• Extract to read
·····
# Ball selection.



## mactronix (Jul 21, 2014)

Hello. 
 I realise this will have been done time and time again however I just searched the forum and got no matches. Maybe I did something wrong ?
 I am a recreational golfer who is hovering just the wrong side of 100. People on this forum were recently very helpful concerning a club question so now I would like to ask your experiences and or opinions on Golf balls.
 I have researched and come up with a short list of the following balls that I intend to try out over a few rounds. 
 Titleist NXT Tour S
 Titleist DT solo
 Callaway X2 Hot
 Callaway Hex Chrome
The Idea is to try them over a few rounds and try and find a ball I A like and B hopefully helps improve my game due to the consistency of having a single ball type instead of just getting a job load of XXX pearl balls from Ebay etc.
I have a slow swing which by most accounts matters which is why I have selected softer balls. 
I have looked at super soft balls but durability has to come into it on a cost basis so I sort of went one up from those balls to these.
 So any thoughts/ observations/recommendations etc would all be very welcome.

 Mactronix


----------



## chrisd (Jul 21, 2014)

I'm not too sure that the make, type and hardness of a ball is totally relevant when shooting 100+ but I'd certainly add the Srixon soft feel to the list for a pretty durable decent quality ball.


----------



## One Planer (Jul 21, 2014)

chrisd said:



			I'm not too sure that the make, type and hardness of a ball is totally relevant when shooting 100+ but I'd certainly add the Srixon soft feel to the list for a pretty durable decent quality ball.
		
Click to expand...

Not to mention the Srixon AD333.


----------



## mactronix (Jul 21, 2014)

chrisd said:



			I'm not too sure that the make, type and hardness of a ball is totally relevant when shooting 100+ but I'd certainly add the Srixon soft feel to the list for a pretty durable decent quality ball.
		
Click to expand...
·····
• List of tasks
**A.** In the golf ball thread, why did mactronix pick softer balls for the short list?
**B.** Reproduce the passage of the golf ball thread from "Titleist NXT Tour" up to and including "selected softer balls.".
Work from the golf ball thread only, using no other source.

• Data shown
·····
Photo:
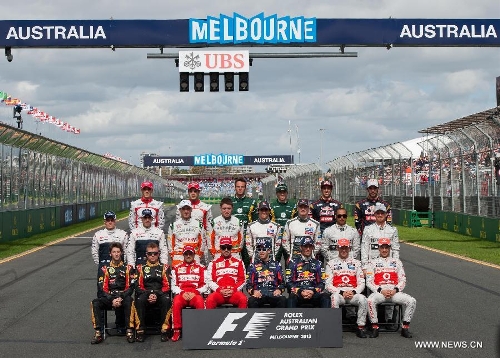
·····
• The solutions
**A.** Because mactronix has a slow swing.

**B.**
Titleist NXT Tour S
 Titleist DT solo
 Callaway X2 Hot
 Callaway Hex Chrome
The Idea is to try them over a few rounds and try and find a ball I A like and B hopefully helps improve my game due to the consistency of having a single ball type instead of just getting a job load of XXX pearl balls from Ebay etc.
I have a slow swing which by most accounts matters which is why I have selected softer balls.